Please rewrite the entries between the lines holding "Pin each instance of the tie" and "column 97, row 214", inclusive, swapping "Response" for "Reply" and changing nothing else.

----------

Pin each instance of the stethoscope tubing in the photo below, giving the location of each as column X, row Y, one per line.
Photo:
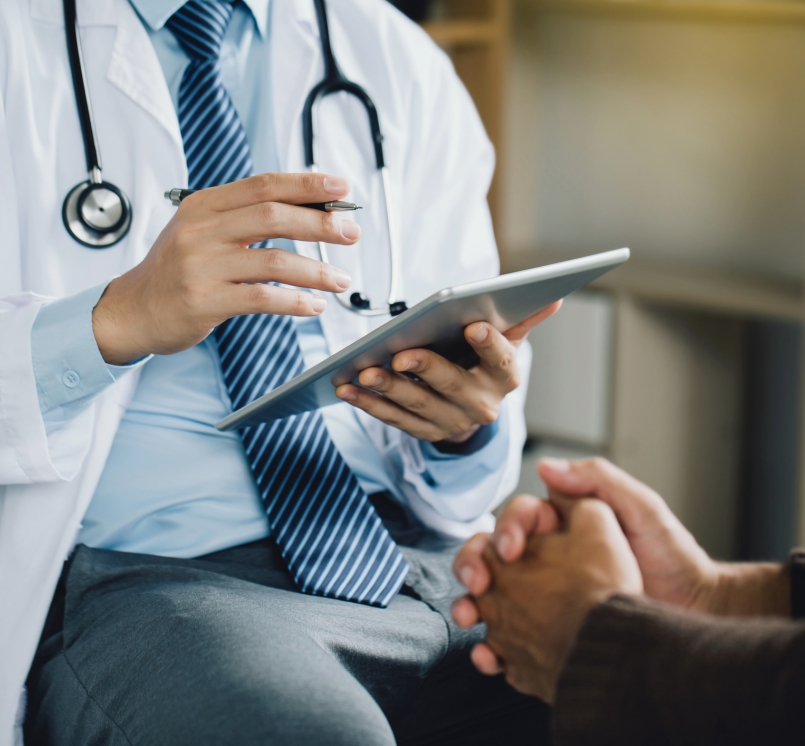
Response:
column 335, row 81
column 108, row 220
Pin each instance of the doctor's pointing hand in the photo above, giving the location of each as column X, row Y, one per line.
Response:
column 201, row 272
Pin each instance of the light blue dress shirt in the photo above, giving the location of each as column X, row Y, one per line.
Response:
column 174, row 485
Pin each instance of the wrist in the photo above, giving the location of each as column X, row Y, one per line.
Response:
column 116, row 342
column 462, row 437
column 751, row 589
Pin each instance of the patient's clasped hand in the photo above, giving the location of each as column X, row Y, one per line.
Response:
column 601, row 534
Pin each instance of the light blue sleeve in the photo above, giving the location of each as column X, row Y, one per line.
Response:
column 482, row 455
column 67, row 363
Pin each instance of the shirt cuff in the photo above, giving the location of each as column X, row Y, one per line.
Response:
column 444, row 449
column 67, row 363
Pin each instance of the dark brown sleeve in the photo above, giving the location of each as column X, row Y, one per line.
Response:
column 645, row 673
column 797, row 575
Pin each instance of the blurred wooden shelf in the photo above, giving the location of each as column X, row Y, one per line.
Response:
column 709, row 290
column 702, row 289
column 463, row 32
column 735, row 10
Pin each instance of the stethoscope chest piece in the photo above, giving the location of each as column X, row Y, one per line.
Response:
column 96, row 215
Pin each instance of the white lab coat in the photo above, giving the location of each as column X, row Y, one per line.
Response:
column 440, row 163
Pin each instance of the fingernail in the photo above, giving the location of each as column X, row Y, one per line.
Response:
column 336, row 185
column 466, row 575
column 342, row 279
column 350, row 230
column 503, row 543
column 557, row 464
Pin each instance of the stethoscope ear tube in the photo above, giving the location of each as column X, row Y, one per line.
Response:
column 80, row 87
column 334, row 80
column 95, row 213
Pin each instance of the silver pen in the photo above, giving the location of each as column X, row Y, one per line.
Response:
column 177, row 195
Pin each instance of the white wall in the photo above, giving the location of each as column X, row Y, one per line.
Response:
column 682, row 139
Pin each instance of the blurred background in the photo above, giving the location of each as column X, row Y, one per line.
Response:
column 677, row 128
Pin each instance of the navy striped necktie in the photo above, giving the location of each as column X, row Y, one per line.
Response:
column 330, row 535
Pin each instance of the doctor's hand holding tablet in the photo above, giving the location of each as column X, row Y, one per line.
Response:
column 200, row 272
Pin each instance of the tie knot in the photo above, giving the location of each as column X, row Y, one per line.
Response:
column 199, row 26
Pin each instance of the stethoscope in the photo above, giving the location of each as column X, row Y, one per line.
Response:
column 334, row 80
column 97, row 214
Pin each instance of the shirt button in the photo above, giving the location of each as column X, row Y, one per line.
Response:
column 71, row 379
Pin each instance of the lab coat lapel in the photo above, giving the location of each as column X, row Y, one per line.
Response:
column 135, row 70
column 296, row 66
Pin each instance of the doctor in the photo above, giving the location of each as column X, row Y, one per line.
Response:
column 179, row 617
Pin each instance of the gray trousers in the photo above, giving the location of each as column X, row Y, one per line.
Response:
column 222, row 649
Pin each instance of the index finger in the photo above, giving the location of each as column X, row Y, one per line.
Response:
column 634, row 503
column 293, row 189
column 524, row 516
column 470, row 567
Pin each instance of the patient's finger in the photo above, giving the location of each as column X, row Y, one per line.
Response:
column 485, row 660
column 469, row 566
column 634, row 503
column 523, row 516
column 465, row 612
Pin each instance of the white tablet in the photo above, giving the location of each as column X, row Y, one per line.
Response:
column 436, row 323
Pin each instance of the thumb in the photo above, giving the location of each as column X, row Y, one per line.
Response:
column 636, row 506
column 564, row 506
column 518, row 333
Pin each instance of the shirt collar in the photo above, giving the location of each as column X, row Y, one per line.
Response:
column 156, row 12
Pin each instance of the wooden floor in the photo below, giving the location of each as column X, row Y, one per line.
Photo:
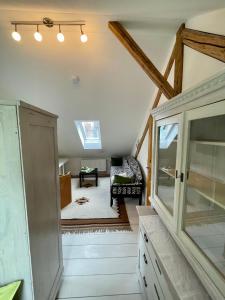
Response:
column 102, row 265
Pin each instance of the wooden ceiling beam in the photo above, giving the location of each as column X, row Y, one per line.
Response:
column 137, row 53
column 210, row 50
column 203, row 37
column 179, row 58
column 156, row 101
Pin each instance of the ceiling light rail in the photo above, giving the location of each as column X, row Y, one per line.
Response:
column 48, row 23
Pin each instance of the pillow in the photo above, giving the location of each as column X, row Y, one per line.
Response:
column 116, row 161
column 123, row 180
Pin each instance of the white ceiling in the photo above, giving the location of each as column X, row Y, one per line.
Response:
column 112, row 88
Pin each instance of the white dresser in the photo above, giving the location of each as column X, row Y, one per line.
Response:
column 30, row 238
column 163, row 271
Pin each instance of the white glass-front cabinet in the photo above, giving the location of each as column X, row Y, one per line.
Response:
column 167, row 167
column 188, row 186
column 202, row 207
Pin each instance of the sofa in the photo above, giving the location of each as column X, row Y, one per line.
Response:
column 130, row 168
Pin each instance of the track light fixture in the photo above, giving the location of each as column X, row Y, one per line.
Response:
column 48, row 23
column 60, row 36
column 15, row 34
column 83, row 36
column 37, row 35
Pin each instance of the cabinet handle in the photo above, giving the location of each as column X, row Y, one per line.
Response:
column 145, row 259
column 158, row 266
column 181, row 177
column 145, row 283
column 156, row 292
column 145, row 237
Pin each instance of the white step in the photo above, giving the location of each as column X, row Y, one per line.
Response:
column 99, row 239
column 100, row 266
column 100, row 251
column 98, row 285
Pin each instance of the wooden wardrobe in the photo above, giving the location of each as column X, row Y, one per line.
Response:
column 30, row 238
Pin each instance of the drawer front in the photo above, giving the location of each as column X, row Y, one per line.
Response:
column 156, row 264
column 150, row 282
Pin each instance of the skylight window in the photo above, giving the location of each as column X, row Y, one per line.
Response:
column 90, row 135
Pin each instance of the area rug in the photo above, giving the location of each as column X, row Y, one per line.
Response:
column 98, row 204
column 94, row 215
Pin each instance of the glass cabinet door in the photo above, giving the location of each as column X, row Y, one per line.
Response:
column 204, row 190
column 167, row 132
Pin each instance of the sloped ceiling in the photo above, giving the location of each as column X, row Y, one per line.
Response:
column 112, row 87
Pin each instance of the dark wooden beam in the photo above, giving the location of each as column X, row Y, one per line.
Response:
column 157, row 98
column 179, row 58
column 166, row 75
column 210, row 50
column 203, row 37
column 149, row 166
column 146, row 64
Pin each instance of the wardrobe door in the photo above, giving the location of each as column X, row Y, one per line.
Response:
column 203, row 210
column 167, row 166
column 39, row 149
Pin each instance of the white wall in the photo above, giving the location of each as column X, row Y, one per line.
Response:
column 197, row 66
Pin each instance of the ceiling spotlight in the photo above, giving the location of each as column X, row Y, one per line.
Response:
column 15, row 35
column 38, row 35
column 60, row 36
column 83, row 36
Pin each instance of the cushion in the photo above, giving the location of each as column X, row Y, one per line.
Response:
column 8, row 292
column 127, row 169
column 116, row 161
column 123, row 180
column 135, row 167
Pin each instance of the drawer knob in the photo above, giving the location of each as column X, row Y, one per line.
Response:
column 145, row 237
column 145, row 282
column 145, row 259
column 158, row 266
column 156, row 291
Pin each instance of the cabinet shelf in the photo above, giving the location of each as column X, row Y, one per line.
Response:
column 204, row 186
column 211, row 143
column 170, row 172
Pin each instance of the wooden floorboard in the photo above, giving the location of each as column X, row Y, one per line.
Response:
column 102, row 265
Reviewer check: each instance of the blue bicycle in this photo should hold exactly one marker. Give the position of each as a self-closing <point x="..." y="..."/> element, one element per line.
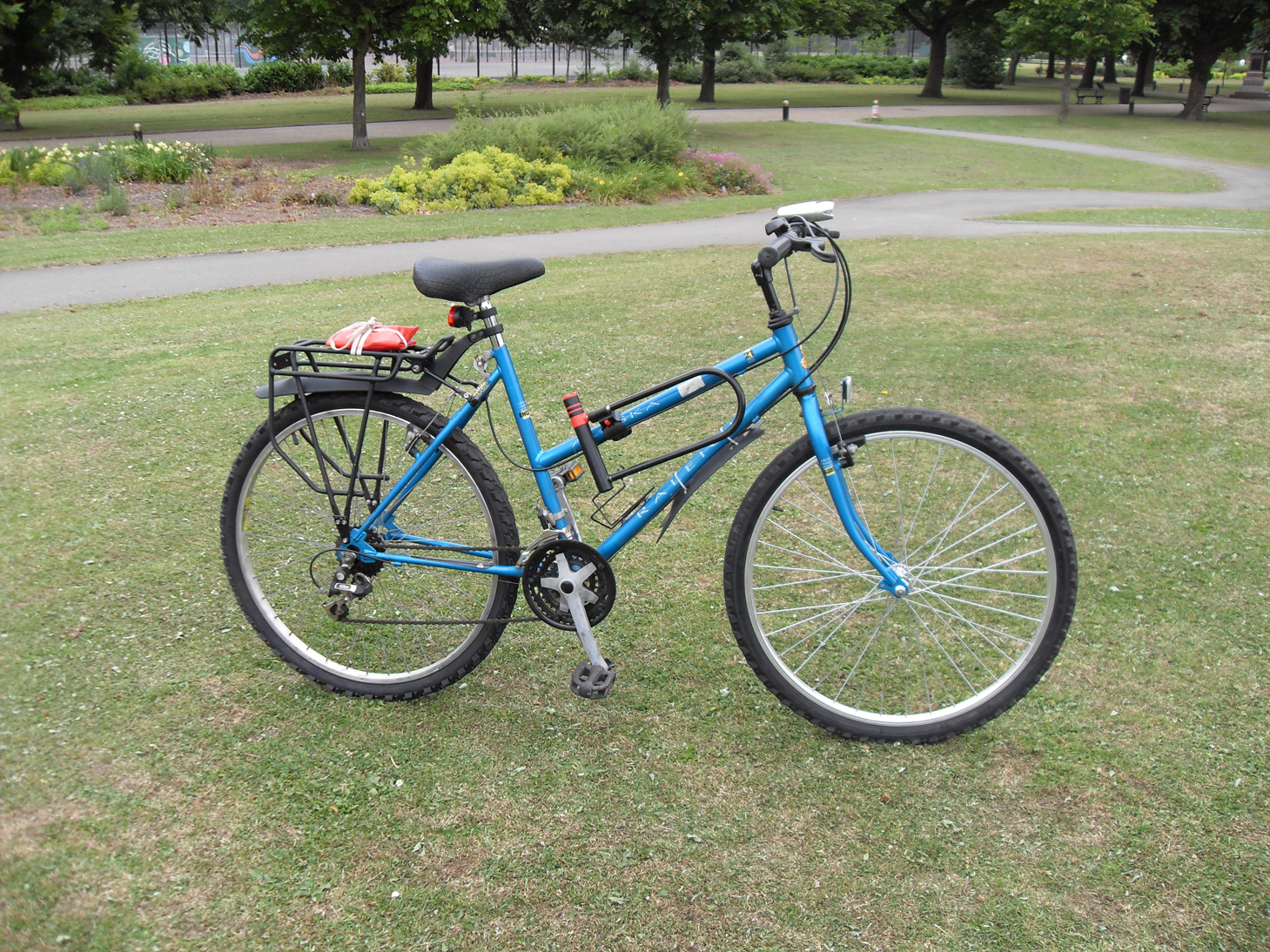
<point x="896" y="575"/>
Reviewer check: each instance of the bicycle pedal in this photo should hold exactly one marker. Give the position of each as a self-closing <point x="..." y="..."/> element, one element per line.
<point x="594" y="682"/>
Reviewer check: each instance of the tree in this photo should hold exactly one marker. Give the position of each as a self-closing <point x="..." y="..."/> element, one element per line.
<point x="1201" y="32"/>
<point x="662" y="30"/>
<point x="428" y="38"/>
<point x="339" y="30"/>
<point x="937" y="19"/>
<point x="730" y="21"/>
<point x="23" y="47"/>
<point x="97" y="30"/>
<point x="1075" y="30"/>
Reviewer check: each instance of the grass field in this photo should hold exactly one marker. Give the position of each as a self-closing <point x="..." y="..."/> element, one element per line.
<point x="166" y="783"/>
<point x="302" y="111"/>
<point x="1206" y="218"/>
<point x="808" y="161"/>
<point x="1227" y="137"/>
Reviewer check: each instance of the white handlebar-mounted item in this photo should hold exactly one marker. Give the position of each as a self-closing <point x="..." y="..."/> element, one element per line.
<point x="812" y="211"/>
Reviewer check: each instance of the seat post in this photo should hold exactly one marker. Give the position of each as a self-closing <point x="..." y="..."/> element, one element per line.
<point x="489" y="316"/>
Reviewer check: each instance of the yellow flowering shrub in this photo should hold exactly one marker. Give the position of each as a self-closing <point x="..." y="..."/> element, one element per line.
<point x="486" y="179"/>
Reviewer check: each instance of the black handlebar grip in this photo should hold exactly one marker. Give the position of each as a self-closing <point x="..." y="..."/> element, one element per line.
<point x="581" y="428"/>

----------

▶ **SOLUTION**:
Pin each instance of the tie knot in the photo above, giving the location of each as column X, row Y, one per line.
Reply:
column 199, row 26
Pin each instance of the stethoscope in the photo above, giving the location of each as column X, row Y, one per line.
Reply:
column 334, row 80
column 97, row 214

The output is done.